**Texto de origem**
+ + +

O JARDIM E O JARDINEIRO

 

O FINADO JARDIM

Nome oficial: Jardim Artístico.

Nome real: Jardim do Artese.

Formado a partir de 1913 (conforme inscrição que a incúria dos homens se encarregou de perder) no local onde era o cemitério municipal.

Durou, com todos os percalços, até o final da década de 50, quando, sem esta nem aquela, foi arrasado.

Antes, houve a dura luta contra a falta de todos os recursos, inclusive o da falta d’água, para que seus tristes canteiros não morressem à míngua. Símbolo dessa ingente fase de transportar água com um regador é o jardineiro Domenico Gervasio, o único funcionário que criou amizade aos ginasianos, os verdadeiros donos de tudo aquilo.

Quem, estudando no “Euclides da Cunha”, desde sua inauguração, não terá matado alguma aula e se refugiado naquele território livre?

Hoje, lá está a Praça dos Três Poderes, com seus belos edifícios  da Prefeitura, Câmara e Fórum, rodeados de crescentes árvores, de gramados polidos, de flores e monumentos sugestivos.

Mas, pergunto-me, não se teria encontrado nas amplidões desta terra outro local para tudo isso, sem se destruir o velho Jardim do Artese, com a majestade de suas árvores, o inacabado do Altar da Pátria, o rústico do tijolo em contraste com a finura do mármore de Carrara? Um jardim cuidado por particular, cercado de grades, com quatro portões e nem por isso inacessível ou vedado. Tão aberto ao público, que seus emperrados portões passaram a ter apenas efeito decorativo.

+ + +

**Material extraído**
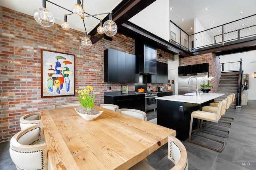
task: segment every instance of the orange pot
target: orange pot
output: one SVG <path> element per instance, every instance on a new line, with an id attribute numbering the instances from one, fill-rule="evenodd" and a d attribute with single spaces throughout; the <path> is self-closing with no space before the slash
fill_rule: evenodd
<path id="1" fill-rule="evenodd" d="M 138 90 L 138 91 L 139 92 L 144 92 L 144 91 L 145 91 L 145 89 L 144 89 L 144 88 L 139 88 Z"/>

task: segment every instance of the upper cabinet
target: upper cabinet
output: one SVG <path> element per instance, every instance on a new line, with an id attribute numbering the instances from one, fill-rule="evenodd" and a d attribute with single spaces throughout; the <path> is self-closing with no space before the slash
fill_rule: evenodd
<path id="1" fill-rule="evenodd" d="M 209 72 L 209 63 L 180 66 L 178 68 L 178 74 Z"/>
<path id="2" fill-rule="evenodd" d="M 143 83 L 167 83 L 168 82 L 168 64 L 162 62 L 157 62 L 156 74 L 141 75 L 140 81 Z"/>
<path id="3" fill-rule="evenodd" d="M 104 51 L 104 82 L 139 82 L 136 56 L 112 49 Z"/>
<path id="4" fill-rule="evenodd" d="M 140 62 L 139 72 L 156 74 L 156 49 L 138 41 L 135 41 L 135 54 Z"/>
<path id="5" fill-rule="evenodd" d="M 168 83 L 168 65 L 166 63 L 157 62 L 157 74 L 151 75 L 151 83 Z"/>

+ + +

**Instruções**
a) Como fica o trecho do texto que vai de "Quem, estudando no" até "apenas efeito decorativo.", inclusive, se você trocar "Praça dos Três Poderes" por "Praça Municipal"?
b) Pode formatar como CSV de duas colunas, "enunciado" e "resposta", a listagem que vai da linha com "task: segment every instance of the upper" até a linha com "143 83 L 167", inclusive, com uma linha do CSV por enunciado, cada campo entre aspas e as quebras de linha trocadas por espaços?
O texto e a listagem não têm nenhuma relação entre si.

**Respostas**
a)
Quem, estudando no “Euclides da Cunha”, desde sua inauguração, não terá matado alguma aula e se refugiado naquele território livre?

Hoje, lá está a Praça Municipal, com seus belos edifícios  da Prefeitura, Câmara e Fórum, rodeados de crescentes árvores, de gramados polidos, de flores e monumentos sugestivos.

Mas, pergunto-me, não se teria encontrado nas amplidões desta terra outro local para tudo isso, sem se destruir o velho Jardim do Artese, com a majestade de suas árvores, o inacabado do Altar da Pátria, o rústico do tijolo em contraste com a finura do mármore de Carrara? Um jardim cuidado por particular, cercado de grades, com quatro portões e nem por isso inacessível ou vedado. Tão aberto ao público, que seus emperrados portões passaram a ter apenas efeito decorativo.

b)
enunciado,resposta
"task: segment every instance of the upper cabinet target: upper cabinet output: one SVG <path> element per instance, every instance on a new line, with an id attribute numbering the instances from one, fill-rule=""evenodd"" and a d attribute with single spaces throughout; the <path> is self-closing with no space before the slash fill_rule: evenodd","<path id=""1"" fill-rule=""evenodd"" d=""M 209 72 L 209 63 L 180 66 L 178 68 L 178 74 Z""/> <path id=""2"" fill-rule=""evenodd"" d=""M 143 83 L 167 83 L 168 82 L 168 64 L 162 62 L 157 62 L 156 74 L 141 75 L 140 81 Z""/>"